> Set exercise:
Rewrite the lines below, replacing "single-line" with "one-line" everywhere it occurs and leaving everything else as it is.
## BEGIN Data to use
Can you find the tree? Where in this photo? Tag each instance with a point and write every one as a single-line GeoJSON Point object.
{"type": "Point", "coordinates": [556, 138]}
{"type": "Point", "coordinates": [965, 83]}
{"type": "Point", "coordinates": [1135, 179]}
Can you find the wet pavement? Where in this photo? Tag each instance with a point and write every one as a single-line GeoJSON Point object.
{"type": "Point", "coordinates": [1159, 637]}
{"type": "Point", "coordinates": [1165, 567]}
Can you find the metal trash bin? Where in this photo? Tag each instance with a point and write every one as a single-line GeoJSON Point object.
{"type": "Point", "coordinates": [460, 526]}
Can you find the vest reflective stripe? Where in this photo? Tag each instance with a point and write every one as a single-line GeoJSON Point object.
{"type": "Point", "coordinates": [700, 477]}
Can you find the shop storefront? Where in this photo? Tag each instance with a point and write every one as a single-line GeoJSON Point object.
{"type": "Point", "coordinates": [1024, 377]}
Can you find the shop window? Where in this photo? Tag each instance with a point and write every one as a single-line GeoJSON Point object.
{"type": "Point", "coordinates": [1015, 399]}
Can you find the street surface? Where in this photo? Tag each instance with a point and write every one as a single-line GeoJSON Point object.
## END Data to use
> Response to this exercise:
Can you find the tree? Where in this photo? Tag each instance with a point and write every one as a one-line GeoJSON Point object.
{"type": "Point", "coordinates": [556, 138]}
{"type": "Point", "coordinates": [965, 83]}
{"type": "Point", "coordinates": [1135, 179]}
Can you find the wet pavement? Where in this photo? Tag each instance with a point and write every one as a one-line GeoJSON Point object.
{"type": "Point", "coordinates": [1159, 637]}
{"type": "Point", "coordinates": [1165, 567]}
Can you find the metal trash bin? Where in this photo? Tag each instance with a point and write every one as a one-line GeoJSON Point object.
{"type": "Point", "coordinates": [460, 526]}
Can you find the vest reflective stripe? Where in this photo? Tag each instance with a point and write every one as a one-line GeoJSON Point object.
{"type": "Point", "coordinates": [700, 477]}
Can you find the shop storefront? Where in this photo? Tag each instance with a point and write every one as a one-line GeoJSON Point object.
{"type": "Point", "coordinates": [1024, 377]}
Can you find the shop window? Where in this photo? Tag each instance with a point and write every one as a one-line GeoJSON Point object.
{"type": "Point", "coordinates": [1015, 399]}
Can you find the street surface? Where in this photo? Tag each instance with a point and write every one as a one-line GeoJSON Point object.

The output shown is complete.